In the blog post about the new di Bruno's store, what was the name of the dentist whose office was above Murray's Delicatessen?

_EXERCISE TEXT_
[Start of Attachment]

FormGreen

Free form musings from a psychologist mother and her video editor son.

Saturday, May 07, 2005

Delicate Essen

So after cramming in as many gourmet goodies as physics will allow, the di Bruno brothers have decamped from their two teeny storefronts on 18th St. to a newly-renovated zillion square foot facility around the corner on Chestnut Street (my glorious new street). I was in the Green St. consignment store trying to find new slacks to cover my expanding thighs (courtesy of di Bruno brothers) when I received a furtive phone call on my cell from David; could I meet him in 5 minutes to tour the new store??? Is the Pope a Nazi? Of course I could. I grabbed my new purchases ( a pair of Ralph Lauren red-checked jeans which might make me look like a tablecloth in bargain-priced Italian restaurant, but they fit and a room-for-expansion Eileen Fisher outfit which is very elastic and has a looooong overjacket to cover whatever new cellulite may be coming my way) and rushed directly across the street to the Taj Mahal of Tasty Tidbits--the new and improved di Bruno's.
They must have added a brother or two in the meantime because this Mecca of Morsels is vast, gorgeous, and doesn't bear much relationship to the previous baby-sized stores or even the Motherstore in the Italian Market. Think Dean and DeLuca's and then take it to the third power. Luckily my favorite counter men and women are still working, but they look a tad spiffier, better coiffed, smilier. Maybe it's because they have enough oxygen now with the expanded space. In any case, I helped myself to a few freebies including a piece of raw milk Machego cheese from Spain and a part sheep/part cow's milk buttery soft cheese made in Vermont that was offered to me, on a substantial-sized toothpick, from the Vermonter himself who described it in such detail that it began to sound pornographic. I tasted a tad and it was.
But cheese they had before, although not in such profusion, such excess, such magnificence. What they did not have before, and what brought tears of joy and a little nostalgia to my eyes, is an authentic Jewish smoked fish counter. I started to experience tachycardia from happiness. My mind immediately went back to a very different time, a gentler time, a cheaper time...let's say 1957. In my dissociated state, I am standing in front of Murray's Delicatessen on 54th. St. south of City Line. Our dreadful dentist, Dr. Glauser, has an office above. I think trolleys are going by, but they may be buses already. Murray's on a Friday or Saturday was a place to teach you patience. Jewish people crowded in there as if they were about to glance the coming of the Meshiach. You took a plastic black number, milled around, and chatted with your neighbor who was pressed up against you in a way that would have been uncomfortable but we were all "landsleit" after all. The challenge was that while you got number 98 they were only up to 11!. That gave you plenty of time to look at the perfect kippered salmon, the fattest smoked whitefish, the pinkest salty lox (no Nova for the Forman family please; nothing is too salty for us). You could get delicious sweet butter from a big roll by the pound cut off for you; cream cheese was from a block as well, no foil wrapper and gummi-bear additives. You could also rehearse your bagel order which wasn't too hard because in the old days, my young 'uns, there were only a few authentic kinds. I seem to remember only plain (the pale ones), egg (the startling yellow ones), and poppy seed. I believe the everything bagel, the marble bagel, the pumpernickel bagel came later. Such goyishe innovations as the blueberry bagel and the chocolate chip bagel would make my grandmother Anna's ashes turn over in their urn.

[End of Attachment]

_MATERIAL SHOWN_
[Start of Attachment]

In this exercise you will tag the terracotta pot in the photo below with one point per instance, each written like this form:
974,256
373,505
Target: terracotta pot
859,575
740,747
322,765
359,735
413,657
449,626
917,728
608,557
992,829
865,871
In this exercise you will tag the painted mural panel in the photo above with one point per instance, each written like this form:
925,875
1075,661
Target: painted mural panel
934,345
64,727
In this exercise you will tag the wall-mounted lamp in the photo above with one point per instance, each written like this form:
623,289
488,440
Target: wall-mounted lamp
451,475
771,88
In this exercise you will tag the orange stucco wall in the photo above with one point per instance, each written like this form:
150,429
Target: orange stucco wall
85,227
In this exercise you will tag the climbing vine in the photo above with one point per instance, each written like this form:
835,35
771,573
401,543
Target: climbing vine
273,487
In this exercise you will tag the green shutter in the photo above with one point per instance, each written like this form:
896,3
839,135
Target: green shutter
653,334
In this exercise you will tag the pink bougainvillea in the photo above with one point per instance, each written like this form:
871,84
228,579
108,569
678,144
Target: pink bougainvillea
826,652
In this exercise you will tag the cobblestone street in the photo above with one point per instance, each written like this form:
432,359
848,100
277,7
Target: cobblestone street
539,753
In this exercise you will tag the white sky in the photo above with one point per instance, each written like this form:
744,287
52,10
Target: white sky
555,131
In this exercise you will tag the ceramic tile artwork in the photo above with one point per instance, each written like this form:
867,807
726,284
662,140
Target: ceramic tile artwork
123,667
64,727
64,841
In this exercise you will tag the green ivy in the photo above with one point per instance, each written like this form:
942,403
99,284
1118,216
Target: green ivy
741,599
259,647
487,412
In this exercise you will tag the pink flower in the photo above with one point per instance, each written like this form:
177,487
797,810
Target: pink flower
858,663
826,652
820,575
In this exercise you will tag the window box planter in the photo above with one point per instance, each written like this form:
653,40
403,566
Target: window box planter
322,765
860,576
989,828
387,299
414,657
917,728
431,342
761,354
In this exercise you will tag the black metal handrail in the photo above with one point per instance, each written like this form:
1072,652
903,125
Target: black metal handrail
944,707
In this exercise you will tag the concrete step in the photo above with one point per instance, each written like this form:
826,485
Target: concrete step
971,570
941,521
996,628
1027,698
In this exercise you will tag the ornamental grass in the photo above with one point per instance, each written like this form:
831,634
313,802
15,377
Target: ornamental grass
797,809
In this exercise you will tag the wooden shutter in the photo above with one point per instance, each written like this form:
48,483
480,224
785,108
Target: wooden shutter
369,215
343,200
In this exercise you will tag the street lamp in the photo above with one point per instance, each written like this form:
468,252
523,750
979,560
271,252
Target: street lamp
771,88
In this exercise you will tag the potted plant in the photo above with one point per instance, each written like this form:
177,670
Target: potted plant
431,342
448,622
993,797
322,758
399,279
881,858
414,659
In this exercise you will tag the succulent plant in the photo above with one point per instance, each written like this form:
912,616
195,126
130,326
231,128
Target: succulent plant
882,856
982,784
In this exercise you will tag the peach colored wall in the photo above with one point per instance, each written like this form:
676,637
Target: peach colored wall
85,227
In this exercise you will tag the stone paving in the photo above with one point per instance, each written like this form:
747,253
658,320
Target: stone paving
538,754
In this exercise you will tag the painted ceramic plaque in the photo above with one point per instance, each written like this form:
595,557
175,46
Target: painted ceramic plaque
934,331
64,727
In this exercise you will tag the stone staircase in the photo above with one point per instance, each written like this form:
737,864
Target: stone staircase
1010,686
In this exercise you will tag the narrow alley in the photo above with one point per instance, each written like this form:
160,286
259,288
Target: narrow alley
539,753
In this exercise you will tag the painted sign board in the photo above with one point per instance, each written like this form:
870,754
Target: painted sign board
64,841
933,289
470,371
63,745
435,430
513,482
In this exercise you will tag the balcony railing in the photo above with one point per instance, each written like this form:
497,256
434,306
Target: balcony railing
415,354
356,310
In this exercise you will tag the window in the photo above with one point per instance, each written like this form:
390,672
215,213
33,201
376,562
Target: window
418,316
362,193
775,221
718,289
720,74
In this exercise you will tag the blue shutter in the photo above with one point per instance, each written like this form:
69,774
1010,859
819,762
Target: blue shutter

[End of Attachment]

_EXERCISE ANSWER_
Dr. Glauser